__EXERCISE INSTRUCTIONS__. Could you reproduce the rows below, changing "marker" to "pin" wherever it appears and leaving everything else the same?

__RECORD SET__.
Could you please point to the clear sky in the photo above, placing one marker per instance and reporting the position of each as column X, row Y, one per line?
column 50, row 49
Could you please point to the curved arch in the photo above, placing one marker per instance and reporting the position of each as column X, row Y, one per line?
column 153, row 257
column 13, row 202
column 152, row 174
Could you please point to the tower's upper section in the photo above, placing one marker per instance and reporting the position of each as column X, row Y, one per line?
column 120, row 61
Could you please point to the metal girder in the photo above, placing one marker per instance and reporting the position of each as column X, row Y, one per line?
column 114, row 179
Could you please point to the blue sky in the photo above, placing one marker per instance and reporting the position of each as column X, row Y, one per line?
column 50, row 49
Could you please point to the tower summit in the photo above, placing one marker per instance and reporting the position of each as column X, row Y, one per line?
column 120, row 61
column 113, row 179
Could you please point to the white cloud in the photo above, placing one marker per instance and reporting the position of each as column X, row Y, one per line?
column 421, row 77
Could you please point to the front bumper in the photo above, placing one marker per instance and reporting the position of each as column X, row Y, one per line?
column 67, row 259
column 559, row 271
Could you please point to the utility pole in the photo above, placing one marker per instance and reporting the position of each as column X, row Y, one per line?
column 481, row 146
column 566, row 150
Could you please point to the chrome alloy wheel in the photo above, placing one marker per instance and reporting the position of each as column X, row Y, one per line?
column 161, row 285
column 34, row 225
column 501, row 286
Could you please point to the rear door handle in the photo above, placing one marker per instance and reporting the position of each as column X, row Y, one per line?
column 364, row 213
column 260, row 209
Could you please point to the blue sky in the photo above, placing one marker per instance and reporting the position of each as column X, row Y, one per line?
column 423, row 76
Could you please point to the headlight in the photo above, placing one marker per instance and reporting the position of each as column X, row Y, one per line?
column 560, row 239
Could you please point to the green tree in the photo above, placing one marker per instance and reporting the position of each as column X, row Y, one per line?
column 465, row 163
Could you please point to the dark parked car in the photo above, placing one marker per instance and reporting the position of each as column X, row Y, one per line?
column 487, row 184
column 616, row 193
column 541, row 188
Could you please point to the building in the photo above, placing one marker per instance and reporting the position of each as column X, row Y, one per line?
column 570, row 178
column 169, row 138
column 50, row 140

__ANSWER TO THIS TASK__.
Could you please point to the clear sky in the photo above, placing one pin per instance and reporting the position of each as column X, row Y, one per line?
column 50, row 49
Could you please point to the curved arch in the photo above, placing one pin per instance and reporting the position of each as column X, row Y, one per line?
column 153, row 257
column 13, row 202
column 152, row 174
Could you please point to the tower's upper section in the photo above, placing one pin per instance and reporting the position of each as column X, row Y, one per line?
column 120, row 61
Could you please point to the metal girder in the photo above, placing one pin per instance and reporting the position of each as column X, row Y, one per line?
column 114, row 179
Could you please point to the blue sky in the photo above, placing one pin per instance and reporting the position of each as column X, row Y, one per line?
column 50, row 49
Could you please point to the tower summit in the photo above, placing one pin per instance and reporting the position of each as column X, row Y, one per line?
column 120, row 61
column 113, row 179
Could you please point to the white cloud in the photo above, placing one pin per instance and reporting the position of each as column X, row Y, one per line?
column 421, row 77
Could you please point to the front bumper in the photo above, placing one pin per instance and reporting the position of each as column X, row Y, one per line?
column 67, row 259
column 559, row 271
Could you please point to the utility pole in the photo above, placing one pin per instance and reporting the position of each as column X, row Y, one per line?
column 481, row 146
column 566, row 150
Could you please point to the chrome alloy wheel in the photo above, placing one pin per instance and reporting the position of each as column X, row Y, one per line?
column 161, row 285
column 34, row 225
column 501, row 286
Could you please point to the rear door handle in the photo above, placing one pin per instance and reporting the position of each as column X, row Y, one per line?
column 364, row 213
column 260, row 209
Could you please point to the blue sky in the photo above, placing one pin per instance and reporting the position of each as column X, row Y, one per line?
column 423, row 76
Could you please point to the headlight in the photo above, placing one pin per instance and reporting the position of each as column X, row Y, one per line?
column 560, row 239
Could you please point to the green tree in the photo above, placing one pin per instance and reporting the position of each as column X, row Y, one per line?
column 465, row 163
Could you please point to the dark parked car in the photo above, placing one pin per instance and reporting the position of each as column X, row Y, one per line?
column 487, row 184
column 616, row 193
column 541, row 188
Could you please point to the building in the photo above, placing one pin per instance and reporting the position of each as column X, row Y, one per line?
column 570, row 178
column 169, row 138
column 50, row 140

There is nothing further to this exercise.